Stored records
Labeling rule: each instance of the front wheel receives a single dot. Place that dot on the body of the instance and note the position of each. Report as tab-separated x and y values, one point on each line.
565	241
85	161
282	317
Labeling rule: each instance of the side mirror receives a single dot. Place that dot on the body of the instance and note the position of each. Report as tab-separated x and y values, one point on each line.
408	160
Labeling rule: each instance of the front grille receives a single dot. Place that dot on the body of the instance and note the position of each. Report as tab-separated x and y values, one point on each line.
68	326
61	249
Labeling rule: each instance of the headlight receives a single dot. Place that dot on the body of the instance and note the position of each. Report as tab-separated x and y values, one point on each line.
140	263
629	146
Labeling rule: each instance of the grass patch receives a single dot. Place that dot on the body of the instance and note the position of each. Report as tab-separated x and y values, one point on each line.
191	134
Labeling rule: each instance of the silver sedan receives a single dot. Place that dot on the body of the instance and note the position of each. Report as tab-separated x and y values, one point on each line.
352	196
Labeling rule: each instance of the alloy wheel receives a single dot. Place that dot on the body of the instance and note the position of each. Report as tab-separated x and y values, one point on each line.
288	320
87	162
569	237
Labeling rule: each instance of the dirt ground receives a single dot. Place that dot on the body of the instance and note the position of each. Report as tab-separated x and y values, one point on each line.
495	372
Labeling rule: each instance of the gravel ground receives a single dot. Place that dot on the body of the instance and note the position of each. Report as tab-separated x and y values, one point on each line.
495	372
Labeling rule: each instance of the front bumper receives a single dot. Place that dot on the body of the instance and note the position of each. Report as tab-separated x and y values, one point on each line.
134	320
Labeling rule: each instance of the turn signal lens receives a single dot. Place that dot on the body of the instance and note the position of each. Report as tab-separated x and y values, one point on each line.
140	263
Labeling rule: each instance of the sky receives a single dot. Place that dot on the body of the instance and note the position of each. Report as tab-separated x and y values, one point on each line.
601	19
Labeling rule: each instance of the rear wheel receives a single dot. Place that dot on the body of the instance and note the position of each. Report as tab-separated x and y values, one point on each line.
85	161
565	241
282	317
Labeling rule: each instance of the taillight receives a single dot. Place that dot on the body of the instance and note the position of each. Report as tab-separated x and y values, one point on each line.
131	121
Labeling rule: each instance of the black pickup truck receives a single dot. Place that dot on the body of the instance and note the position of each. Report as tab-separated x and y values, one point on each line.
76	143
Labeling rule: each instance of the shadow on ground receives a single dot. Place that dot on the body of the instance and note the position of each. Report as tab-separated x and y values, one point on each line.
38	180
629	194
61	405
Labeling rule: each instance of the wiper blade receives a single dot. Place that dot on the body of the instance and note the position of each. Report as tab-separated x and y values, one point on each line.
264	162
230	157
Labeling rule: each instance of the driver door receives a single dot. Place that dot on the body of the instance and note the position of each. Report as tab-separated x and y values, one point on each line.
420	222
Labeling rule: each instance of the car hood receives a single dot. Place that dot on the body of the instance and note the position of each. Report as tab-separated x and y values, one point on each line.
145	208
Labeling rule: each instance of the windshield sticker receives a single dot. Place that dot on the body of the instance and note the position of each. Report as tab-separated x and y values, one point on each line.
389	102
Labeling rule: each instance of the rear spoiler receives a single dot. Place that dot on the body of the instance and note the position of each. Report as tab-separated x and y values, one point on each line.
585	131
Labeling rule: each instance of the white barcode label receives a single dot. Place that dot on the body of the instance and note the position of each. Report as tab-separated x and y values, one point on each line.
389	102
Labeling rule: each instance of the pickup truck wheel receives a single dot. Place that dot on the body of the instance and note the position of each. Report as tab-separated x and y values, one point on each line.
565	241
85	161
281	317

- **Directions**
Rewrite the stretch of the listing from the line containing "Labeling rule: each instance of the windshield" through the end of the listing, both ends included, shifting every coordinate in the answers by -67 and reproducing the labeling rules unchanged.

- **Exercise output**
Labeling rule: each instance of the windshield sticker receives a single dot. Place that dot on the body of the instance and note the position of each. Report as tab-separated x and y values, one point on each line.
322	35
Labeling rule: each instance of the rear spoiler receives a single dot. Place that dot on the body of the instance and note the position of each. Report as tab-separated x and y values, one point on each line.
518	64
Labeling rule: each instance of the white barcode label receives a single dot. Place that dot on the body of the instance and note the position of each. Report as tab-separated x and y values, one point on each line.
322	35
Labeling rule: each instance of the pickup truck wheel receives a single dot. Place that dot on the body of the instance and note the position of each. Report as tab-separated x and y values, one point on each line.
498	174
18	94
214	250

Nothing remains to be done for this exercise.